__Work to complete__.
(1) In the extract on the z-test and Fisher's exact test, which distribution is the null distribution of T based on?
(2) From the extract on the z-test and Fisher's exact test, list each type of hypothesis that is given a value of F, along with that value.
(3) Pick up the extract on the z-test and Fisher's exact test after its final sentence and continue it.

__Extract provided__.
The continuity corrected \(\mathrm{z}\)-test is \[ z=\frac{\left(\hat{p}_{1}-\hat{p}_{2}\right)+\frac{F}{2}\left(\frac{1}{n_{1}}+\frac{1}{n_{2}}\right)}{\hat{\sigma}_{D}} \] where \(F\) is \(-1\) for lower-tailed, 1 for upper-tailed, and both \(-1\) and 1 for two-sided hypotheses.
Fisher’s Exact Test
The test statistic is \[ T=-\ln \left[\frac{\left(\begin{array}{l} n_{1} \\ x_{1} \end{array}\right)\left(\begin{array}{l} n_{2} \\ x_{2} \end{array}\right)}{\left(\begin{array}{l} N \\ m \end{array}\right)}\right] \] The null distribution of \(\mathrm{T}\) is based on the hypergeometric distribution. It is given by \[ \operatorname{Pr}\left(T \geq t \mid m, H_{0}\right)=\sum_{A(m)}\left[\frac{\left(\begin{array}{l} n_{1} \\ x_{1} \end{array}\right)\left(\begin{array}{l} n_{2} \\ x_{2} \end{array}\right)}{\left(\begin{array}{c} N \\ m \end{array}\right)}\right] \]
where \[ A(m)=\left\{\text { all pairs } x_{1}, x_{2} \text { such that } x_{1}+x_{2}=m, \text { given } T \geq t\right\} \] Conditional on \(m\), the critical value, \(t_{\alpha}\), is the smallest value of \(t\) such that \[ \operatorname{Pr}\left(T \geq t_{\alpha} \mid m, H_{0}\right) \leq \alpha \] The power is defined as \[ 1-\beta=\sum_{m=0}^{N} P(m) \operatorname{Pr}\left(T \geq t_{\alpha} \mid m, H_{1}\right) \] where \[ \operatorname{Pr}\left(T \geq t_{\alpha} \mid m, H_{1}\right)=\sum_{A\left(m, T \geq t_{a}\right)}\left[\frac{b\left(x_{1}, n_{1}, p_{1}\right) b\left(x_{2}, n_{2}, p_{2}\right)}{\sum_{A(m)} b\left(x_{1}, n_{1}, p_{1}\right) b\left(x_{2}, n_{2}, p_{2}\right)}\right] \] \[ \begin{aligned} P(m) &=\operatorname{Pr}\left(x_{1}+x_{2}=m \mid H_{1}\right) \\ &=b\left(x_{1}, n_{1}, p_{1}\right) b\left(x_{2}, n_{2}, p_{2}\right) \end{aligned} \] \[ b(x, n, p)=\left(\begin{array}{l} n \\ x \end{array}\right) p^{x}(1-p)^{n-x} \] When the normal approximation is used to compute power, the result is based on the pooled, continuity corrected \(Z\) test.

__Information supplied__.
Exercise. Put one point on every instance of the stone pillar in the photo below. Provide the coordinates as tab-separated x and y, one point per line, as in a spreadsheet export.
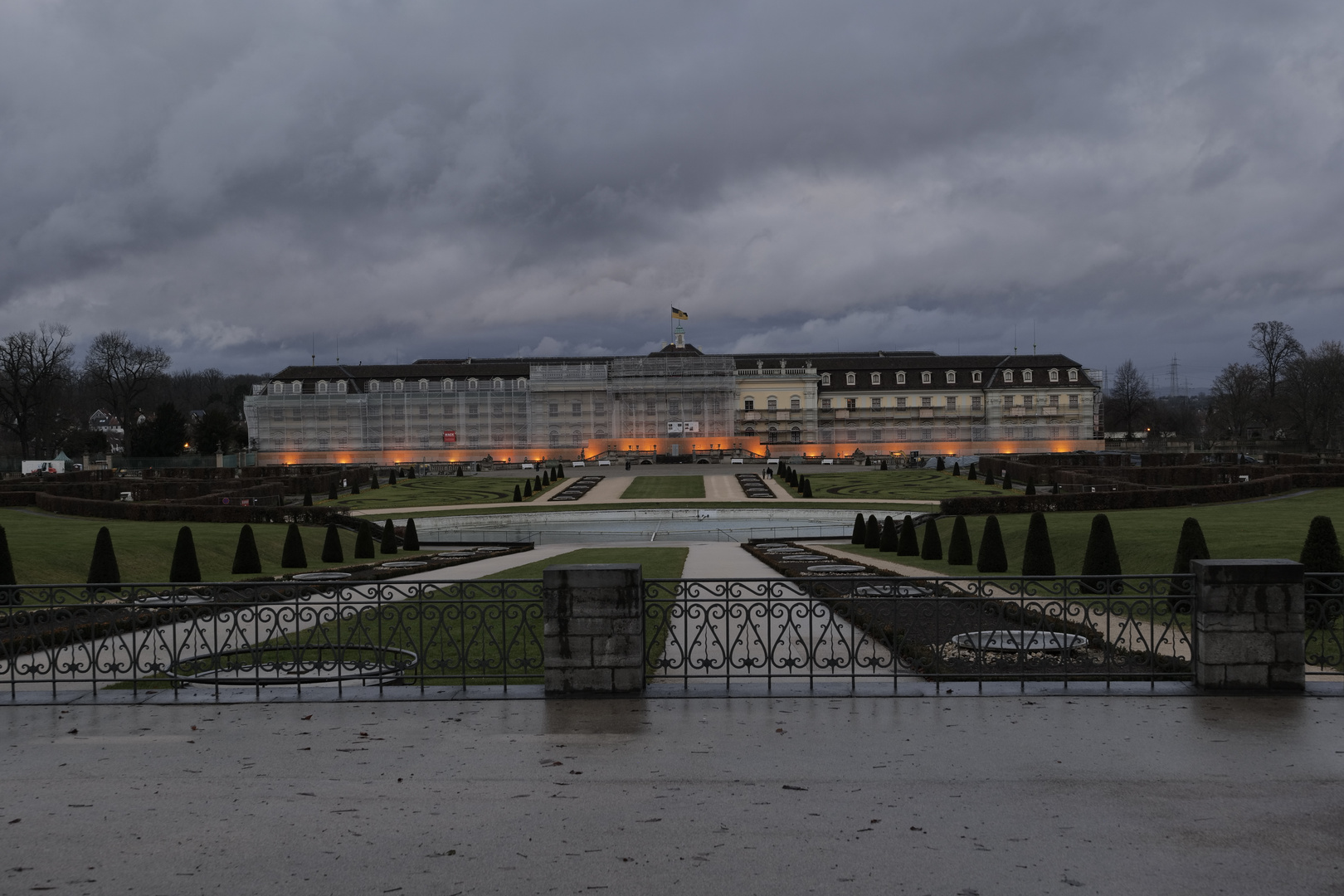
1249	625
594	629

__Answers to the exercises__.
(1) The hypergeometric distribution.

(2)
Lower-tailed: −1
Upper-tailed: 1
Two-sided: both −1 and 1

(3)
Manual Calculation
pA=0.65
pB=0.85
kappa=1
alpha=0.05
beta=0.20
(nB=(pA*(1-pA)/kappa+pB*(1-pB))*((qnorm(1-alpha/2)+qnorm(1-beta))/(pA-pB))^2)
ceiling(nB)
z=(pA-pB)/sqrt(pA*(1-pA)/nB/kappa+pB*(1-pB)/nB)
(Power=pnorm(z-qnorm(1-alpha/2))+pnorm(-z-qnorm(1-alpha/2)))Non-Inferiority or Superiority
Hypothesis
\[ \begin{array}{l} H_{0}: p_{A}-p_{B} \leq \delta \\ H_{1}: p_{A}-p_{B}>\delta \end{array} \] where \(\delta\) is the superiority or non-inferiority margin and the ratio between the sample sizes of the two groups is \[ \kappa=\frac{n_{A}}{n_{B}} \] Formulas of sample size and power, respectively: \[ \begin{array}{c} n_{A}=\kappa n_{B} \\ n_{B}=\left(\frac{p_{A}\left(1-p_{A}\right)}{\kappa}+p_{B}\left(1-p_{B}\right)\right)\left(\frac{z_{1-\alpha}+z_{1-\beta}}{p_{A}-p_{B}-\delta}\right)^{2} \\ 1-\beta=\Phi\left(z-z_{1-\alpha / 2}\right)+\Phi\left(-z-z_{1-\alpha / 2}\right) \quad, \quad z=\frac{p_{A}-p_{B}-\delta}{\sqrt{\frac{p_{A}\left(1-p_{A}\right)}{n_{A}}+\frac{p_{B}\left(1-p_{B}\right)}{n_{B}}}} \end{array} \]
Calculation in R
## devtools::install_github("QiHongchao/SampleSize4ClinicalTrials")
library("SampleSize4ClinicalTrials")
ssc_propcomp(design = 3L,
ratio = 2,
alpha = 0.05,
power = 0.999984,
p1 = 0.974,
p2 = 0.974,
delta = -0.1) %>%
kable(caption = "Sample Size Reproduction for Endpoint Anti-TTd", format = "html") %>%
kable_styling(latex_options = "striped")| Treatment | Control |
|---|---|
| 256 | 128 |
Calculation in SAS
The following SAS code will get the same result for ntotal 384 = (128 + 256)
Proc Power ;
TwoSampleFreq
Test = PChi
Sides = U
Alpha = 0.05
NullProportionDiff = -.10
ProportionDiff = 0.00
RefProportion = 0.974
Power = 0.999984
Groupweights = (1 2)
Ntotal = .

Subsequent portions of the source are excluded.